* Problem to work on
A faithful copy of all the data below, please; leave no line out.
┏━━
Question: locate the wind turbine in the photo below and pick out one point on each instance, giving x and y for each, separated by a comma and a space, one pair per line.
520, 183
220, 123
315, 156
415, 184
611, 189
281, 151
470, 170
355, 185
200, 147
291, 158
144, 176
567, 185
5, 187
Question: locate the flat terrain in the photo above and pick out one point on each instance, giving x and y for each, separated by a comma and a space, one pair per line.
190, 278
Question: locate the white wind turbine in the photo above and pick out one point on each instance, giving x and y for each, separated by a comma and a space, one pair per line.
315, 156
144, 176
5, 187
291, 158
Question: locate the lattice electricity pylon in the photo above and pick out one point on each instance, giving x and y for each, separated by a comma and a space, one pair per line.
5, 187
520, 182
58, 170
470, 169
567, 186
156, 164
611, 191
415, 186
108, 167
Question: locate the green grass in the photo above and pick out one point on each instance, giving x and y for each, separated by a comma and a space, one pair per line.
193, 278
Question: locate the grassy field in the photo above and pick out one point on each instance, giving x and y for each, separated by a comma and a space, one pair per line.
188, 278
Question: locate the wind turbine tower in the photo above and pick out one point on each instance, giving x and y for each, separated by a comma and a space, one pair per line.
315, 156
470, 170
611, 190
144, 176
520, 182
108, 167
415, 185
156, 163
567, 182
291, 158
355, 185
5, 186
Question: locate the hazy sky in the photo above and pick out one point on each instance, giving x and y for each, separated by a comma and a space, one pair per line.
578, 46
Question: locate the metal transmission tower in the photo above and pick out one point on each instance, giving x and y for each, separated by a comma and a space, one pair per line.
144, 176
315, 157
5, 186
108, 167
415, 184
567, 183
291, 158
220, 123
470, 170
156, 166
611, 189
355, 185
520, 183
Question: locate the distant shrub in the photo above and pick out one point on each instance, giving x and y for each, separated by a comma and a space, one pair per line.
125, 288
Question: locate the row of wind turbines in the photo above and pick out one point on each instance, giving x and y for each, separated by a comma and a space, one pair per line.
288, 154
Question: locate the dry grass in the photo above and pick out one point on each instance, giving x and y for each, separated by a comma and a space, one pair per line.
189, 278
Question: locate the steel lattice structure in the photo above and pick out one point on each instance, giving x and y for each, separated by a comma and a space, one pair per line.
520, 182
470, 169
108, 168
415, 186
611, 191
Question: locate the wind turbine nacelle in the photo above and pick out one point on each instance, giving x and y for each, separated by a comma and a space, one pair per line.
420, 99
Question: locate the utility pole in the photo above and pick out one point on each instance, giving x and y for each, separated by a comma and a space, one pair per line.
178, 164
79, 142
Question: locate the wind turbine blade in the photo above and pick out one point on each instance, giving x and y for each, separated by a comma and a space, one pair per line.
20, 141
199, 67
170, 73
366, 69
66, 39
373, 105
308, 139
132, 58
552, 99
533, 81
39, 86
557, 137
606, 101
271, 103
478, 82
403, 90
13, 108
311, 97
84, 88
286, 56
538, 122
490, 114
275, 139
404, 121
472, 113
┗━━
* Your response
Question: locate the wind turbine in the photo below and pick out one point on each instance, giving x and y for each, separated by a comma and a space, one pair per line.
520, 183
220, 123
315, 156
415, 184
611, 189
281, 151
470, 170
355, 185
200, 147
291, 158
144, 176
567, 185
5, 187
Question: locate the flat terrain in the photo above and pick out one point on each instance, giving x and y for each, separated by a comma and a space, one pair per line.
190, 278
Question: locate the white wind turbine in the photo above and pick out one point on each instance, giving x and y for each, separated by a comma and a space, one pair per line.
315, 156
144, 176
5, 187
291, 158
Question: locate the lattice electricity pylon in the photo above and pick out one point on each instance, giving x and y for each, separated by a comma and a space, one pair per line.
5, 187
520, 182
58, 170
470, 169
567, 186
156, 164
611, 191
415, 186
108, 167
Question: locate the green grass in the photo above and pick out one point on each instance, giving x and y for each, separated by a comma and a space, one pair per line.
193, 278
Question: locate the grassy field in the photo above and pick out one point on each instance, giving x and y for each, separated by a comma and a space, one pair per line.
188, 278
Question: locate the wind turbine tower in the photo above and pick out one point on each instance, giving x and y for each, separated by a comma and a space, one pair per line.
315, 156
470, 170
611, 190
144, 176
520, 182
108, 167
415, 185
156, 163
567, 182
291, 158
355, 185
5, 186
Question: locate the hazy sky in the photo above and pick out one point on each instance, giving x and y for each, separated by a comma and a space, one pair per line.
578, 46
Question: locate the metal transmission tower in the photo above and pick out one point on each instance, giving x and y for each, separated by a comma and a space, one pair per line.
144, 176
315, 157
5, 186
108, 167
415, 184
567, 183
291, 158
220, 123
470, 170
156, 166
611, 189
355, 185
520, 183
Question: locate the distant shrub in the photo above and pick out one point on each instance, giving x and y for each, separated by a comma and a space, one pair per line.
125, 288
Question: locate the row of wind turbines in the photo above and pick out one point on each instance, giving x and y for each, separated by a comma and a space, one pair per line.
288, 154
Question: locate the dry grass in the photo above and pick out one point on each instance, giving x and y for each, separated by a comma and a space, one pair per line.
189, 278
Question: locate the steel lattice structure in the photo above and pick out one point on each instance, giving x and y for each, separated by a comma and a space, one pair per line.
520, 182
470, 169
108, 168
415, 186
611, 191
Question: locate the wind turbine nacelle in the photo above and pick out one point on each instance, giving x and y for each, separated by a comma and a space, one pair per line.
420, 99
Question: locate the utility pole in the photo above and pick out one point on each instance, giving x and y for each, separated by a comma and a space, one pair per line.
178, 164
79, 142
Question: locate the wind turbine blade in the photo above and pick out one point on each instance, giving x and y for each, separated by a comma and a space, one pair per line.
20, 141
199, 67
170, 73
366, 69
66, 39
373, 105
308, 139
132, 58
552, 99
533, 81
39, 86
557, 137
606, 101
271, 103
478, 82
403, 90
13, 108
311, 97
84, 88
286, 56
538, 122
490, 114
275, 139
404, 121
472, 113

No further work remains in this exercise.